WORK TO DO = Please print the material below again, word for word and line for line.

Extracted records
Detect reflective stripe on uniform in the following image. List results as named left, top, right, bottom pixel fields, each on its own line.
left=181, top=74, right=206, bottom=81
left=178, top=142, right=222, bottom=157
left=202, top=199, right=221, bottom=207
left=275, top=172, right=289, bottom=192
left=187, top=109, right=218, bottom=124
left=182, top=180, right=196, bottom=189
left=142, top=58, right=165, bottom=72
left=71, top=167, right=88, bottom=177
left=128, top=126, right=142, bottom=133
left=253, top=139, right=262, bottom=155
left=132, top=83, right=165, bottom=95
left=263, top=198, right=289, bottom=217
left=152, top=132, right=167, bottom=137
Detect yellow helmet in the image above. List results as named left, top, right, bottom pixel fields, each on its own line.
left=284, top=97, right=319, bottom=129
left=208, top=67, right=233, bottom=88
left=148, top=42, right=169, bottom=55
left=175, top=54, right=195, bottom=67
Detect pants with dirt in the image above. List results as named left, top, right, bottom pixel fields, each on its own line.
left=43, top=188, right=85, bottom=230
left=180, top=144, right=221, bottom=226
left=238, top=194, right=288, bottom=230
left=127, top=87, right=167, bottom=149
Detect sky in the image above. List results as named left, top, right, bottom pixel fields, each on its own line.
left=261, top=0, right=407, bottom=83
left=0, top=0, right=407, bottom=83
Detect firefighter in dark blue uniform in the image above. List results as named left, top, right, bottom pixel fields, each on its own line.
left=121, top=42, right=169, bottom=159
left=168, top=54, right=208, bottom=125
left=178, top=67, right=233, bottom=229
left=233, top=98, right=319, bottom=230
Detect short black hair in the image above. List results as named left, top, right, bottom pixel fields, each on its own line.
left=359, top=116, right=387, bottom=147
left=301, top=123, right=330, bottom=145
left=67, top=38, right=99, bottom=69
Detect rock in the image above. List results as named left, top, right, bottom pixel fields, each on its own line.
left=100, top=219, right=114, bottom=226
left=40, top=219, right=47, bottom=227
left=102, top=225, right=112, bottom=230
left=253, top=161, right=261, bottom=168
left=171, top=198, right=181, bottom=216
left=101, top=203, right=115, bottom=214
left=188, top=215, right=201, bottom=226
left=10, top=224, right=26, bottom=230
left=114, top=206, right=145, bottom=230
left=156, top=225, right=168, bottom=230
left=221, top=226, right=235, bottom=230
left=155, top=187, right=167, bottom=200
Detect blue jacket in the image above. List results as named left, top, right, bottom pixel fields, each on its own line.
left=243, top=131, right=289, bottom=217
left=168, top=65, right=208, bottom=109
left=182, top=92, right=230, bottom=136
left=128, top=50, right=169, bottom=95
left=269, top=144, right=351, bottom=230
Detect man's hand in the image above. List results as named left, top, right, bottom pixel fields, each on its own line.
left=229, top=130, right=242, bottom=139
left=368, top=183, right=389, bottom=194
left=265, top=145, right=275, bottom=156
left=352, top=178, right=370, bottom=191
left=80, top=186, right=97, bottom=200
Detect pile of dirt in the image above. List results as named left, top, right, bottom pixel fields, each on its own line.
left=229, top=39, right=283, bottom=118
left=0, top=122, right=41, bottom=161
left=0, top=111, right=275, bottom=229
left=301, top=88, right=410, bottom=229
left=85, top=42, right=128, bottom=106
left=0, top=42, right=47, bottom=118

TASK OUTPUT =
Detect reflective stripe on uniform in the following image. List results as named left, top, right, bottom pixel fields, each on its own line.
left=181, top=74, right=206, bottom=81
left=178, top=142, right=222, bottom=157
left=202, top=199, right=221, bottom=207
left=275, top=172, right=289, bottom=192
left=187, top=109, right=218, bottom=124
left=182, top=180, right=196, bottom=189
left=142, top=58, right=165, bottom=72
left=71, top=167, right=88, bottom=177
left=128, top=126, right=142, bottom=133
left=253, top=139, right=262, bottom=155
left=132, top=83, right=165, bottom=95
left=263, top=198, right=289, bottom=217
left=152, top=132, right=167, bottom=137
Detect yellow helmet in the image above. List results as named left, top, right, bottom pixel fields, each on its own line.
left=284, top=97, right=319, bottom=129
left=208, top=67, right=233, bottom=88
left=148, top=42, right=169, bottom=55
left=175, top=54, right=195, bottom=67
Detect pants with dirt in the image above. List results as named left, top, right, bottom pixel fields, each on its own line.
left=43, top=188, right=85, bottom=230
left=180, top=144, right=221, bottom=226
left=238, top=194, right=288, bottom=230
left=127, top=87, right=167, bottom=149
Detect sky in the image above. List results as named left, top, right, bottom pixel fields, each on its own line.
left=261, top=0, right=407, bottom=83
left=0, top=0, right=407, bottom=83
Detect firefighter in dark blue uniform in the image above. List results as named left, top, right, bottom pixel fields, each on its own line.
left=121, top=42, right=169, bottom=159
left=168, top=54, right=208, bottom=125
left=178, top=67, right=233, bottom=229
left=233, top=98, right=319, bottom=230
Detect short black hair in the image above. List results as named left, top, right, bottom pixel fields, each on its own line.
left=359, top=116, right=387, bottom=147
left=301, top=123, right=330, bottom=145
left=67, top=38, right=99, bottom=69
Detect rock in the image above. List results as named left, top, right, bottom pixel fields, each on its own line.
left=100, top=219, right=114, bottom=226
left=40, top=219, right=47, bottom=227
left=102, top=225, right=112, bottom=230
left=253, top=161, right=261, bottom=168
left=171, top=198, right=181, bottom=216
left=101, top=203, right=115, bottom=214
left=188, top=215, right=201, bottom=226
left=10, top=224, right=26, bottom=230
left=114, top=206, right=145, bottom=230
left=156, top=225, right=168, bottom=230
left=221, top=226, right=235, bottom=230
left=155, top=187, right=167, bottom=200
Detect blue jacket in the image above. List results as named left, top, right, bottom pixel fields, each on its own line.
left=243, top=131, right=289, bottom=217
left=168, top=65, right=208, bottom=109
left=182, top=92, right=230, bottom=136
left=128, top=50, right=169, bottom=95
left=269, top=144, right=351, bottom=230
Detect man's hand in the image above. List results as named left, top, right, bottom pixel fields, each on its own line.
left=229, top=130, right=242, bottom=139
left=368, top=183, right=389, bottom=194
left=265, top=145, right=275, bottom=156
left=352, top=178, right=370, bottom=191
left=80, top=186, right=97, bottom=200
Detect pile of dirt in the image above. List results as named left, top, right, bottom pixel fields, each on its own line.
left=229, top=39, right=283, bottom=118
left=0, top=122, right=41, bottom=161
left=0, top=111, right=275, bottom=229
left=301, top=88, right=410, bottom=229
left=85, top=42, right=128, bottom=106
left=0, top=42, right=47, bottom=118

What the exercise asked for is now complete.